# Stored data
>>>

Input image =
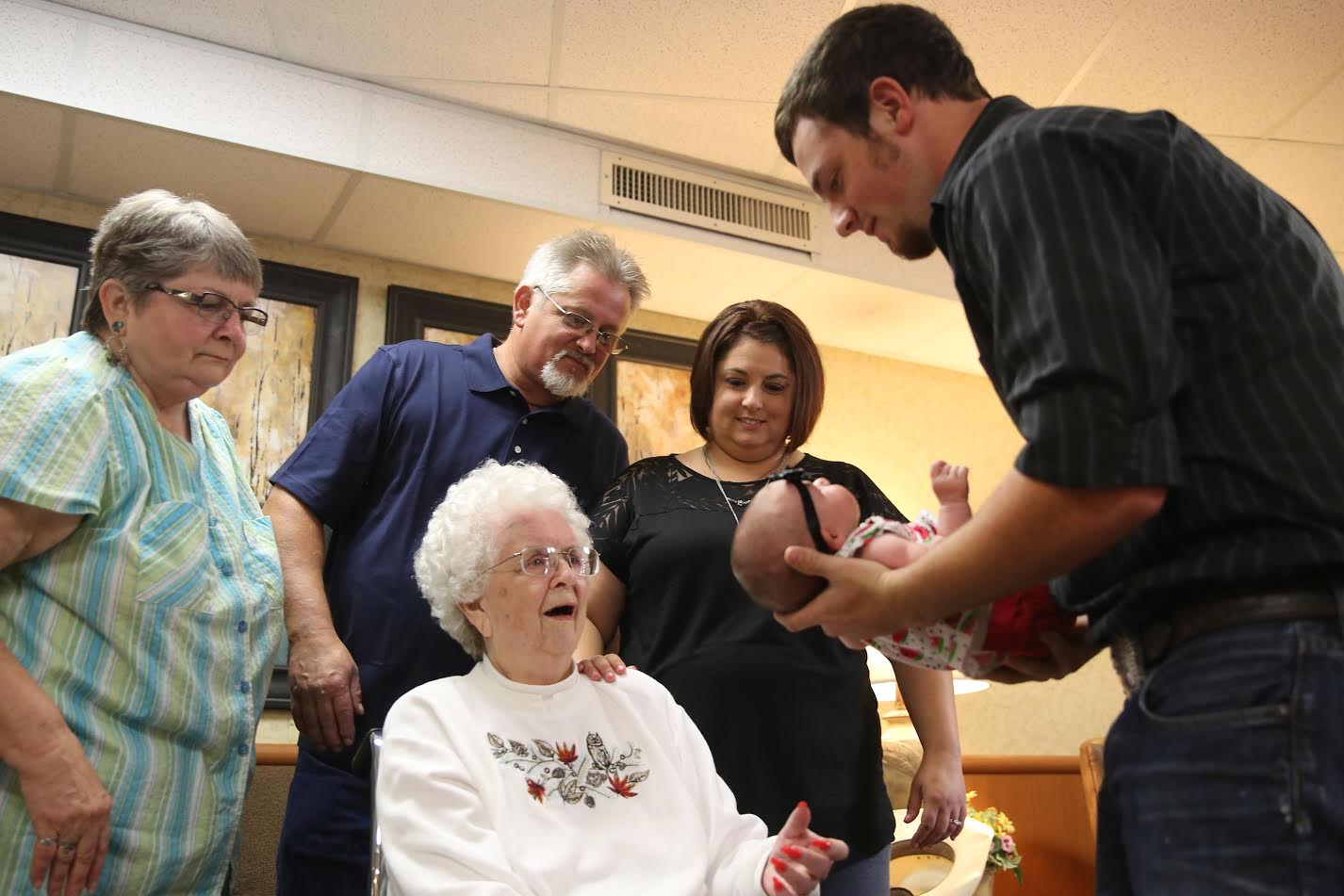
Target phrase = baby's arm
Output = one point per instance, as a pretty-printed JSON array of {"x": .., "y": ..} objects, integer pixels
[
  {"x": 952, "y": 486},
  {"x": 893, "y": 551}
]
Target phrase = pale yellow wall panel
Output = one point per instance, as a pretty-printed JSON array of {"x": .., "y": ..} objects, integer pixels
[
  {"x": 37, "y": 300},
  {"x": 267, "y": 398},
  {"x": 650, "y": 409}
]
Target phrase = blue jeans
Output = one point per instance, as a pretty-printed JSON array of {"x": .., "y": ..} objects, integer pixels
[
  {"x": 1224, "y": 772},
  {"x": 868, "y": 876}
]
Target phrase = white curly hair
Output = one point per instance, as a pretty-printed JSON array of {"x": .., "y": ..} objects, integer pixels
[{"x": 463, "y": 536}]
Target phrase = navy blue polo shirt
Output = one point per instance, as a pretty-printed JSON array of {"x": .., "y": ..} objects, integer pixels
[{"x": 413, "y": 420}]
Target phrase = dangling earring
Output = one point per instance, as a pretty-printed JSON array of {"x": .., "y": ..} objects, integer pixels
[{"x": 119, "y": 355}]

<<<

The word "blue" appears on some lines of the data above; count those lines and give only the total.

2